INSTRUCTIONS FOR THE TASK:
Output all of the entries exactly as written.

STORED ROWS:
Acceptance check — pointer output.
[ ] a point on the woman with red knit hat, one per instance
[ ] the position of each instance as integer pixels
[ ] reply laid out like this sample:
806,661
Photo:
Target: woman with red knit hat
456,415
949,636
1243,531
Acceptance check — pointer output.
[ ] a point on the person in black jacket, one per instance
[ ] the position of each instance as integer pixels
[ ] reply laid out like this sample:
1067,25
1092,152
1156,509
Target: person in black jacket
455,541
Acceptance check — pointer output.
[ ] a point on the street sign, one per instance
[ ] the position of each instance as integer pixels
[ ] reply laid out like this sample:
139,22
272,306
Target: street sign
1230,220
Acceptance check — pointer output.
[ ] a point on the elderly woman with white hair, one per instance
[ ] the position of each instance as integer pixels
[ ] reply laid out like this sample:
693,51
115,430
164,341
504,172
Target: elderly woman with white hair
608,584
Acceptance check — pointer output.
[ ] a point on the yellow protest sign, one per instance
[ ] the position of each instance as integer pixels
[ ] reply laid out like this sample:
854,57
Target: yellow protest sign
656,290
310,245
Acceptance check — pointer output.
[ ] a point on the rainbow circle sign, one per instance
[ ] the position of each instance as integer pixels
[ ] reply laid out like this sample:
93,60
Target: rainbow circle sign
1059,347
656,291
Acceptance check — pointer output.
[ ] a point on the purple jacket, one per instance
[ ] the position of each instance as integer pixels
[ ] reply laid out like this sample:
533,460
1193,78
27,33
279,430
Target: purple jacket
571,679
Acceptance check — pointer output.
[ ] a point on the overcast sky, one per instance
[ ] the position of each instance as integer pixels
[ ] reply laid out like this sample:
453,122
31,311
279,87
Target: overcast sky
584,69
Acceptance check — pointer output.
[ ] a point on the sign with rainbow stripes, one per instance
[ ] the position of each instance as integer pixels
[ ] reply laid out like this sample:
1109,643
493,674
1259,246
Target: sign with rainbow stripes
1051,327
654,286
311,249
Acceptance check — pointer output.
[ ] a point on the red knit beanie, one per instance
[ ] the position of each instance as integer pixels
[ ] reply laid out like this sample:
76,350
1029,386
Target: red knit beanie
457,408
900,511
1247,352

EXPECTED OUTPUT:
Acceptance check — pointer output.
[ ] a point on the woman with red knit hat, one per instance
[ ] the position of each instance as integer pixels
[ ] reply laid out like this sample:
806,661
Photo:
Target: woman with red knit hat
456,415
949,636
1243,531
Acceptance check — pointer output.
[ ] a point on the person in black jacket, one per instance
[ ] the position of each instance as integer pixels
[ ] reply laid out like this sample:
1067,25
1092,152
1156,509
Target: person in black jacket
455,541
Acceptance check — pointer output.
[ ] a point on the street sign, one per instance
[ ] the position of each instance as integer pixels
[ ] reply laid out like this sample:
139,22
272,306
Target: street sign
1230,220
Acceptance check — pointer output.
[ ] a point on the elderly woman with white hair, one per instance
[ ] the position of each instance as integer pixels
[ ] reply laid out like this sample:
693,51
115,430
164,341
504,172
Target: elderly woman with white hair
608,584
Acceptance check — pointer output.
[ ] a point on the yellow protest sign, one per instance
[ ] the position of each instance as integer pixels
[ ] reply laid out like this sample:
854,57
Target: yellow protest sign
656,290
310,245
Acceptance check — pointer output.
[ ] a point on the rainbow circle sign, one per instance
[ ] the position of each instance as integer pixels
[ ] reply laid out like this sample:
93,60
Target: rainbow circle sign
1059,347
656,291
Acceptance check — pointer output.
[ ] a point on the purple jacket, one per instance
[ ] the position of each instance as integer pixels
[ ] reply laid out like this sample:
533,460
1193,78
27,33
279,430
Target: purple jacket
571,679
Acceptance check — pointer output.
[ ] a point on the overcast sky, one per instance
[ ] the position of each instance as integer pixels
[ ] reply laid out like this sample:
453,122
31,311
279,87
Target: overcast sky
584,69
Acceptance check — pointer output.
[ ] a point on the sign with rainbow stripes, one per instance
[ ] the position of each instance as integer pixels
[ ] reply laid out like this sample:
1109,643
493,674
1259,246
Target: sign with rainbow stripes
1051,327
654,286
311,249
Acceptance check — pointer output.
[ ] a point on the red knit beanie, one per instance
[ ] the position of each instance as integer pixels
[ ] reply laid out like this sample:
76,350
1029,386
Target: red knit beanie
457,408
900,511
1247,352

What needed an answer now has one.